Exercise description:
Retype each line of the data below, keeping every character, space, and bracket unchanged.

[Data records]
-- BEGIN --

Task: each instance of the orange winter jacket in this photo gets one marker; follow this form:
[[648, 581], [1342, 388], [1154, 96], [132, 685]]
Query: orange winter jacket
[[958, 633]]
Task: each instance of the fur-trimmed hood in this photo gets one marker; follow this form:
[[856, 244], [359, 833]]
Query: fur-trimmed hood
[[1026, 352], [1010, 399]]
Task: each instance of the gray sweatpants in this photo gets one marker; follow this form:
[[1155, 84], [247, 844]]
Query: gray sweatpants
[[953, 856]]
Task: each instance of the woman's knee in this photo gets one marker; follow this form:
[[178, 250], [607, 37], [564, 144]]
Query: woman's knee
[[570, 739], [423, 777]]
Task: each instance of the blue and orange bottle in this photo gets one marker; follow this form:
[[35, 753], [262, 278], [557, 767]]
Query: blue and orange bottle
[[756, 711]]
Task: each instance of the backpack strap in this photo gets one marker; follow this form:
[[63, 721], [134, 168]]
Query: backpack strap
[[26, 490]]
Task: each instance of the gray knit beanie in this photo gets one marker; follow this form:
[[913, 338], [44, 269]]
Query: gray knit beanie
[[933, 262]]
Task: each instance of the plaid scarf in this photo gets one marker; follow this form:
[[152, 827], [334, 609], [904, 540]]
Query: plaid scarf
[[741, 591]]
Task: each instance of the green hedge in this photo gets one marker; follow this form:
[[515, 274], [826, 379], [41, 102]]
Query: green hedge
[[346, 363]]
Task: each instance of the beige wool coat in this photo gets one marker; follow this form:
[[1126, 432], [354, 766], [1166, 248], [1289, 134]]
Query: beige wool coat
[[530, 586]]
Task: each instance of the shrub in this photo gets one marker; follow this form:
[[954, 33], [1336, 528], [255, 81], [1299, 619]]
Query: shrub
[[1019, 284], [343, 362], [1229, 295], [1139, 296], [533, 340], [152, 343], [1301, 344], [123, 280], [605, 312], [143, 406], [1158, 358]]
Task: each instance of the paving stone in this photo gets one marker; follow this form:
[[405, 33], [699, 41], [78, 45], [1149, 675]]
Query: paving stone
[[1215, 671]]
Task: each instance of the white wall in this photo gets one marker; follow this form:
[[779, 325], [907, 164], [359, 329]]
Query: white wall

-- END --

Response to the exercise:
Task: each instance of the orange winter jacket in this photo gets one marker; follow this form:
[[648, 581], [1342, 388], [1154, 96], [132, 685]]
Query: orange winter jacket
[[958, 633]]
Task: each instance of the fur-trimmed hood in this photo gets one marker; follow this form:
[[856, 244], [359, 833]]
Query: fur-trimmed hood
[[1026, 352], [1010, 399]]
Task: each instance of the gray sweatpants in this photo gets one marker; follow this form:
[[1155, 84], [247, 844]]
Query: gray sweatpants
[[953, 856]]
Task: each instance of the woman's knee in this photo gets one marker; follow this form:
[[178, 250], [607, 37], [564, 144]]
Query: woman's knee
[[570, 739], [423, 777]]
Task: each instance of the blue and orange bottle in this photo gets one marker; follow this form:
[[35, 753], [262, 278], [557, 767]]
Query: blue and orange bottle
[[756, 711]]
Task: each instance of the backpack strap in this photo gets one marker; follow this form:
[[63, 721], [134, 168]]
Query: backpack strap
[[26, 490]]
Task: each instance of the gray knit beanie in this photo gets one marker; follow this form:
[[913, 338], [44, 269]]
Query: gray knit beanie
[[933, 262]]
Task: each instance of the plaid scarf in this photo gets one marker; follow this form:
[[152, 827], [334, 609], [904, 540]]
Query: plaid scarf
[[741, 591]]
Task: each instance of the green hedge in this photo gets one marker; follow this form:
[[515, 274], [826, 379], [41, 102]]
Query: green hedge
[[346, 363]]
Task: each instance of the beige wool coat in this photo gets one marker; follow this form:
[[1126, 432], [354, 766], [1166, 248], [1289, 134]]
Query: beige wool coat
[[530, 586]]
Task: each instance of the shrub in this photo gets one marker; follow this form:
[[954, 33], [1336, 528], [255, 81], [1299, 619]]
Query: shrub
[[1019, 284], [343, 362], [1229, 295], [1139, 296], [533, 340], [152, 343], [1301, 344], [123, 280], [605, 312], [143, 406], [1158, 358]]
Task: each instance of the paving stone in this photo gets one marker; follow this form:
[[405, 33], [699, 41], [78, 45], [1149, 675]]
Query: paving stone
[[1215, 671]]
Task: each instance of the white wall in this photo gets one marker; follow this form:
[[779, 325], [907, 164], [359, 329]]
Query: white wall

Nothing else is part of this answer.